ABOUT THIS EXERCISE: Would you repeat every line of the material exactly?

SUPPLIED RECORDS:
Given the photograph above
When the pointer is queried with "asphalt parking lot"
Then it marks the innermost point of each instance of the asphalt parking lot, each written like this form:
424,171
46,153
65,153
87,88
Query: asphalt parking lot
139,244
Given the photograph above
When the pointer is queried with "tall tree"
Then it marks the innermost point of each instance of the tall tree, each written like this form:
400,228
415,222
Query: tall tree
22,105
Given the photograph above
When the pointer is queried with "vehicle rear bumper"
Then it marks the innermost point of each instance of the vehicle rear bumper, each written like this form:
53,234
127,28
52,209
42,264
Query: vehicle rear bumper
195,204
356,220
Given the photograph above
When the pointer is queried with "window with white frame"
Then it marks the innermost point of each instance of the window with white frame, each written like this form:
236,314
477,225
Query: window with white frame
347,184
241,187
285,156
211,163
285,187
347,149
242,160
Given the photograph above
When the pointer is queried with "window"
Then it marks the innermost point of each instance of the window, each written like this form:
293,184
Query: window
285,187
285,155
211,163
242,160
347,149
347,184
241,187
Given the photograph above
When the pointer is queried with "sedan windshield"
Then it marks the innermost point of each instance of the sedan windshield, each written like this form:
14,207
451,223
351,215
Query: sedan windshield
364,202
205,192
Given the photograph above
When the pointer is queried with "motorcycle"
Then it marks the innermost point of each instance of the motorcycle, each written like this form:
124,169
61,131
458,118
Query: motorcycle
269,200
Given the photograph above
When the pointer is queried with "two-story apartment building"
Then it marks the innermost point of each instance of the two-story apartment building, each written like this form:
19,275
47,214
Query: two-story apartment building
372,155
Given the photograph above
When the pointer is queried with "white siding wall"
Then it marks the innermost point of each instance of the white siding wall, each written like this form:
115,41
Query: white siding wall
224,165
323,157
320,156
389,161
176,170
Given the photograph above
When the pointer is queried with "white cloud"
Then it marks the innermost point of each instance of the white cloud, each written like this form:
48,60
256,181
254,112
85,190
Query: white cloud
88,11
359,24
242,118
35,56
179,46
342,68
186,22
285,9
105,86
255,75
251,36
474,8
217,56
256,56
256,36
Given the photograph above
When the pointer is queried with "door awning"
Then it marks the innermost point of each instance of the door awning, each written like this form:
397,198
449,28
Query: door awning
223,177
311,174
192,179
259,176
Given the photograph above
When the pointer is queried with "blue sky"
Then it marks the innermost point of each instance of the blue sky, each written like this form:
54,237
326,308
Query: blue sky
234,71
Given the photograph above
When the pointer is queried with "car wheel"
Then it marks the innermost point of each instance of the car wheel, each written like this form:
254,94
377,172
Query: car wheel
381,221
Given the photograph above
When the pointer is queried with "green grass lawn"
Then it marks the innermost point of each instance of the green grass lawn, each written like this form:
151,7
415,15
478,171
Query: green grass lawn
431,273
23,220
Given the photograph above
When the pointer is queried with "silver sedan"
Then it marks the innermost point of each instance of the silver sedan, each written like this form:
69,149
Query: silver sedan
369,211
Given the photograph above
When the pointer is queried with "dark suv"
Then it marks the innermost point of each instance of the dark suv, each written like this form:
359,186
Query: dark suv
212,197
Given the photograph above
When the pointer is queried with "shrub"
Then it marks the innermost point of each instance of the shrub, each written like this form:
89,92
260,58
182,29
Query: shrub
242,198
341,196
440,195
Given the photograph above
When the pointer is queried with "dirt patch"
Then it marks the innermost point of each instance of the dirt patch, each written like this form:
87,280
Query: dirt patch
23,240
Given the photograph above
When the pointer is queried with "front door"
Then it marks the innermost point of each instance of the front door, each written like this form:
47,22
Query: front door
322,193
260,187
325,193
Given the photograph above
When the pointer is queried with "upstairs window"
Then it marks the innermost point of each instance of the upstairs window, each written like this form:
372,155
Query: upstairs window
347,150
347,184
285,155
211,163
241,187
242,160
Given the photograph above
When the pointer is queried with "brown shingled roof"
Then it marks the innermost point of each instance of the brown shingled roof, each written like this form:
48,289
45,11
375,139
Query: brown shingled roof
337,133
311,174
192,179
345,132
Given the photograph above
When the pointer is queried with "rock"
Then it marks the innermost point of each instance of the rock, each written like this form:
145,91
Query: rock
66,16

ANSWER TO THE PROBLEM:
Given the photograph above
When the pointer is queried with "asphalt parking lot"
Then it marks the innermost point of each instance of the asphalt parking lot, each written like this form:
424,171
46,153
65,153
87,88
Query: asphalt parking lot
139,244
Given the photograph above
When the pointer is queried with "tall tree"
Then it marks the innermost point of each instance of the tall tree, each written like this form:
400,228
415,222
Query: tall tree
22,105
Given the photograph above
When the pointer is queried with "vehicle rear bumper"
Then it marks the innermost point of each instance of the vehicle rear bumper, each written like this form:
53,234
127,28
52,209
42,264
Query: vehicle rear bumper
195,204
356,220
Given the photograph above
When the pointer is queried with "window with white frame"
Then it marks the innermost point of each instance of the window with white frame, each written like this form:
236,314
477,225
Query: window with white frame
347,184
241,187
285,156
211,163
285,187
347,149
242,160
Given the photograph above
When the pointer is queried with "window"
Then it marks the innermost point of each instance of the window, each written like this form:
293,184
Query: window
285,187
285,155
211,163
242,160
347,149
347,184
241,187
Given the photograph above
When the pointer is queried with "sedan windshield"
Then it marks the innermost point of each instance of the sedan windshield, each written like this form:
14,207
451,223
351,215
Query: sedan windshield
364,202
205,192
Given the photograph above
When the pointer is queried with "motorcycle"
Then it marks the innermost point of each instance of the motorcycle, each written like this form:
124,169
61,131
458,118
Query: motorcycle
269,200
Given the photograph above
When the pointer is queried with "two-story apartment building"
Then it marks the innermost point of each instance of the two-story apartment building, each written like this form:
19,275
47,214
Query: two-story apartment building
372,155
Given the photograph above
When the pointer is queried with "white siding wall"
Then it marks the innermost point of each instance of the white siding wall, each written like this form:
115,41
Query: white siding wall
224,165
323,157
320,156
389,161
176,170
Given the photograph above
When the pointer is queried with "white cloud"
Then it marks the innermost point of each instance of the white cloud, each written like this form:
48,60
256,181
254,112
85,190
Query: white cloud
88,11
359,24
242,118
35,56
179,46
342,68
186,22
285,9
105,86
255,75
251,36
474,8
217,56
256,56
256,36
Given the photograph above
When the pointer is queried with "door awning"
Then it marks the innermost point of each instance of the door awning, each written like this form:
397,198
449,28
Query: door awning
223,177
311,174
192,179
259,176
Given the photograph above
When the pointer is queried with "blue sky"
Then it marks the innermost point of each instance of the blue sky, each written like this form:
54,237
326,308
Query: blue sky
234,71
Given the photograph above
When the pointer is queried with "car wheel"
Then it marks the innermost point of each instance of the car wheel, each written like this form:
254,94
377,172
Query: car wheel
381,221
Given the photograph above
When the pointer is queried with "green grass lawn"
Then it marks the innermost point of each instance of the green grass lawn, each written like this form:
151,7
415,15
478,171
Query: green grass lawn
431,273
23,220
Given the photograph above
When the pointer is queried with "silver sedan"
Then it marks the innermost point of each instance of the silver sedan, each written like this form:
69,149
Query: silver sedan
369,211
Given the photograph above
When the pointer is queried with "dark suv"
Then it marks the innermost point of each instance of the dark suv, each written like this form:
359,186
Query: dark suv
212,197
Given the photograph above
When the pointer is queried with "shrub"
Then it marks the innermost point of each instance of the shrub, each written like this form:
89,92
260,58
182,29
Query: shrub
242,198
341,196
440,195
Given the photograph above
When the pointer is queried with "dirt patch"
Then it marks the innermost point of each instance of the dirt patch, each written like this form:
87,280
Query: dirt patch
23,240
Given the photograph above
When the pointer is queried with "front door"
Then it marks the innermost point of each instance of the front door, each written like this form:
47,22
Query: front door
322,193
260,187
325,193
Given the photograph above
When the pointer is queried with "upstairs window"
Then it marks the innermost point of each instance of the upstairs window, each written like this form:
372,155
Query: upstairs window
347,150
347,184
285,155
211,163
241,187
242,160
Given the photograph above
When the pointer is queried with "brown shingled roof"
Then it marks the innermost point of each instance of the brown shingled roof, each written like this form:
48,289
45,11
375,139
Query: brown shingled roof
337,133
311,174
192,179
345,132
Given the photograph above
When the pointer is queried with "rock"
Then it marks the innermost point of each instance of the rock, each written like this form:
145,91
Query: rock
66,16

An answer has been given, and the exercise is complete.